**** Dataset entries ****

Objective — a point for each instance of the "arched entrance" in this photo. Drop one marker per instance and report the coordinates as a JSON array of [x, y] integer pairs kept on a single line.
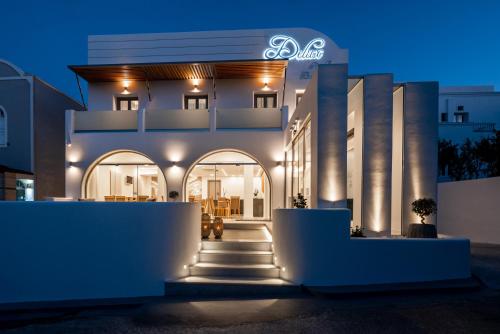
[[124, 176], [230, 183]]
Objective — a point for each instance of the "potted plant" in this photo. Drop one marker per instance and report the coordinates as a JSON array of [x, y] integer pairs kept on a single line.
[[357, 232], [423, 207], [173, 195], [299, 202]]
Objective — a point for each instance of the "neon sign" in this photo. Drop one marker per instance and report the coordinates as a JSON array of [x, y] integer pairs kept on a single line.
[[286, 47]]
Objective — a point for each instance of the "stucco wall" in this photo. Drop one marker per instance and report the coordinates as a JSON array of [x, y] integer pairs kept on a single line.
[[470, 209], [15, 98], [49, 112], [314, 248], [75, 250]]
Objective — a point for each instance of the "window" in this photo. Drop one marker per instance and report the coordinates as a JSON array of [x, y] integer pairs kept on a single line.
[[192, 102], [265, 100], [461, 117], [3, 127], [127, 103], [298, 98]]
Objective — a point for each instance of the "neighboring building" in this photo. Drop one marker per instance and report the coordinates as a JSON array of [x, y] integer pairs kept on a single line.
[[32, 138], [245, 120], [468, 112]]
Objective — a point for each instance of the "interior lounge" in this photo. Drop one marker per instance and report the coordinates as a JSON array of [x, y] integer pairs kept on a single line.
[[230, 184], [126, 177]]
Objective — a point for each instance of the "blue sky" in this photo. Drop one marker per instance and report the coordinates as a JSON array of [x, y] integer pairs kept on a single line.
[[454, 42]]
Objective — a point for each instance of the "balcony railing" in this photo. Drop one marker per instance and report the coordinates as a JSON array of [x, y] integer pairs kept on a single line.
[[159, 120], [249, 118], [178, 120], [97, 121]]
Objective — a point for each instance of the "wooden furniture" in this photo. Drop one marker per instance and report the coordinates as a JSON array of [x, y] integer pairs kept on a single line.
[[223, 209], [235, 206], [258, 207], [142, 198]]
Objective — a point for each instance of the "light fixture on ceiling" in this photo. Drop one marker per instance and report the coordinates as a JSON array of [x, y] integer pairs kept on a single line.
[[125, 91]]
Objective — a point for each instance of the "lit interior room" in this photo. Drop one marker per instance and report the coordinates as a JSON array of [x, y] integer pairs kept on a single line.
[[126, 177], [230, 184]]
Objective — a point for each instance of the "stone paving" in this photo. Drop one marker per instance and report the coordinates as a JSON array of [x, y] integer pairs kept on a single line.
[[462, 311]]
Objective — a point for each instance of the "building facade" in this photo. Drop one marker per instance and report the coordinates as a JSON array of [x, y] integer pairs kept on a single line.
[[468, 112], [246, 120], [32, 135]]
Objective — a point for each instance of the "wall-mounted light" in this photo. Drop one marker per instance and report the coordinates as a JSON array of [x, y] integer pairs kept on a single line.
[[196, 84], [126, 84]]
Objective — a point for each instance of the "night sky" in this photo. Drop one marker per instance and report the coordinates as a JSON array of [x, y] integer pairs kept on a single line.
[[454, 42]]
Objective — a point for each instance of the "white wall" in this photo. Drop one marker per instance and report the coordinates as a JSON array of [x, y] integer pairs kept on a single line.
[[470, 209], [82, 250], [314, 247]]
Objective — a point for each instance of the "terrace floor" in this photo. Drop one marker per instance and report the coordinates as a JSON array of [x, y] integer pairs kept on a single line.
[[475, 310]]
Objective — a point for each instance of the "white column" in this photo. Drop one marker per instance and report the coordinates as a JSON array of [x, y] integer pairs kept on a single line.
[[248, 191]]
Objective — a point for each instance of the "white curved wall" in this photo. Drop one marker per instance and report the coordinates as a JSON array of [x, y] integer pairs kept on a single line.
[[314, 247], [87, 250]]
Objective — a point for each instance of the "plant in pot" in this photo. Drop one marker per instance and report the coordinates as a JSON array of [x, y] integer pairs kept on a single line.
[[423, 207], [173, 195], [300, 202]]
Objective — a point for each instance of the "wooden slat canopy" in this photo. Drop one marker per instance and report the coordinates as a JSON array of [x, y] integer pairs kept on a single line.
[[182, 71]]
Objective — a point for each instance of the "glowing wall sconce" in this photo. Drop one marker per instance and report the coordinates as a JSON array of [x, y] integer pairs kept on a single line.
[[266, 87], [126, 84], [196, 84]]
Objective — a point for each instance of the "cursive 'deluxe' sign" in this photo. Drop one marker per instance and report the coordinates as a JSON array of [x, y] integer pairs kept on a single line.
[[286, 47]]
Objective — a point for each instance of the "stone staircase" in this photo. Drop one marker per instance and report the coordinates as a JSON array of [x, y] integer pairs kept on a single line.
[[242, 263]]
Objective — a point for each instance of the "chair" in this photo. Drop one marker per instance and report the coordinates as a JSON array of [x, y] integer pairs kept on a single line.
[[211, 206], [223, 209], [235, 206]]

****

▸ **What the task requires**: Retype the records exactly. Any image in them should not appear in what you write.

▸ **Problem solution**:
Objective — a point for each instance of the "arched entrance" in this photo. Drop one marker per instance and report the coordinates as a JSON array of [x, y] integer pairs kept on a single line.
[[124, 176], [230, 183]]
Objective — a point for each instance of the "potted plant" in this photo. Drop one marker per instance and report the coordinates as a JSON array of [x, y] integer pairs kept on a single line.
[[357, 232], [423, 207], [173, 195], [299, 202]]
Objective — a point for each instance of the "neon sign" in this photo. Drop one marker per instance and report the coordinates as a JSON array of [x, y] integer pairs kept on a single line.
[[286, 47]]
Objective — a point for each instance of the "stucco wall" in this photo. Drop one marker per instance and report the coordinates as a JSON array of [x, y] integer pairs kept on a single line.
[[470, 209], [15, 98], [49, 112], [314, 248], [75, 250]]
Objective — a point for each instance of the "window" in this photo. Drop one marker per instance and report the coordinates as a JSON array of [x, y] integer pairs kept on a single line.
[[192, 102], [265, 100], [461, 117], [3, 127], [127, 103], [298, 98]]
Objective — a point for each instance of the "neighboring building" in this photo. Drop one marker per instance and report the coordinates as a JSON array of [x, y] integer pairs kept on a single line.
[[32, 138], [245, 120], [468, 112]]
Objective — a point for each instance of the "interior lounge" in this photo. Drop one marker per instance and report the coordinates as a JSON array of [x, y] integer pairs kept on a single line.
[[230, 184], [126, 177]]
Objective — a point for each instance of the "blue sky" in this photo. Drop one marker per instance and report the coordinates as a JSON array of [x, y] integer pairs kept on a single line.
[[454, 42]]
Objective — a point for each instance of the "balcony railing" in this photo. Drop one marker per instance and report the coordinates as a JSON array of [x, y] integer pairs kept on a single line.
[[159, 120], [249, 118], [178, 120], [97, 121]]
Objective — a point for each instance of the "wooden furniture" in this photo. Drop one marker per instance and report the coordinates as a JSON array of [x, y] integer pairs kept on a single line.
[[223, 209], [235, 206], [258, 207], [142, 198]]
Objective — a point for each instance of the "light fixture on ceiling" in this photo. Drop one marker per instance and report the coordinates as a JSON array of [x, y] integer pairs kept on a single line.
[[125, 91]]
Objective — a point for each instance of the "lit interior room" in this photo. Drop one marker per instance and report the coordinates as a JSON array of [x, y] integer pairs kept on a single line.
[[126, 177], [230, 184]]
Objective — a point for each instance of the "stone paving" in this photo. Drop one marker per instance and report the coordinates as a JSON array of [x, y] integer pairs kept on a single line.
[[462, 311]]
Objective — a point for each instance of the "building facade" in this photo. Drop one marker per instance and report the coordinates as a JSON array of [x, y] integer pairs kept on a single line.
[[468, 112], [246, 120], [32, 135]]
Objective — a point for each instance of the "wall-mounted light" in this photo. Drop one marker per instance and report the coordinates as a JSON array of [x, y] integer pairs kept on a single line.
[[196, 84], [126, 84]]
Objective — a point for each instance of the "night sky" in this photo. Drop one marker per instance and report the coordinates as a JSON array of [x, y] integer pairs kept on a single line.
[[454, 42]]
Objective — a point for each instance of the "white wall" in this photo. Drop one marker per instance and report the coordinates as a JSON array of [x, y] integer pairs kept on a single line.
[[470, 209], [82, 250], [314, 247]]
Objective — a point for each instance of the "terrace floor" in this photo. Drop one marker per instance and report the coordinates as a JSON array of [x, y] integer pairs kept on a single line.
[[475, 310]]
Objective — a point for each instance of the "white column" in this photo. Drop one marker per instance and report the coordinates as a JSON array of [x, y] integer pairs kept on a single line.
[[248, 191]]
Objective — a point for each instance of the "white curved wall" in this photo. Drop one marker per instance and report the coordinates as a JSON array of [x, y] integer pairs kept on a single line.
[[314, 247], [87, 250]]
Objective — a point for each instance of the "plant in pot" in this photo. Drop one marker per instance and report the coordinates as a JSON array of [x, y] integer pairs kept on a single line.
[[423, 207], [173, 195], [300, 202]]
Objective — a point for each instance of the "wooden slat canopy" in this photo. Drop one marker per instance and report the coordinates as a JSON array of [x, y] integer pairs kept on a single line.
[[182, 71]]
Objective — a point for each instance of the "glowing wall sconce" in this photo. Drop one marker per instance and report the coordinates as a JSON array of [x, y] integer pairs kept on a single line.
[[266, 87], [126, 84], [196, 84]]
Objective — a point for each instance of the "cursive 'deluxe' sign" in this photo. Drop one marker per instance and report the coordinates as a JSON array of [x, y] integer pairs kept on a single line.
[[286, 47]]
Objective — a point for each instance of the "stone staircase" in this photo. Drop one marker per instance and report the coordinates as a JSON array of [x, y] integer pairs kept on a single line.
[[242, 263]]
Objective — a point for each instance of the "chair" in this photo. Drop one marker per instance and report the coordinates as a JSON array of [x, y] integer pairs kept on a single line.
[[211, 206], [223, 209], [235, 206]]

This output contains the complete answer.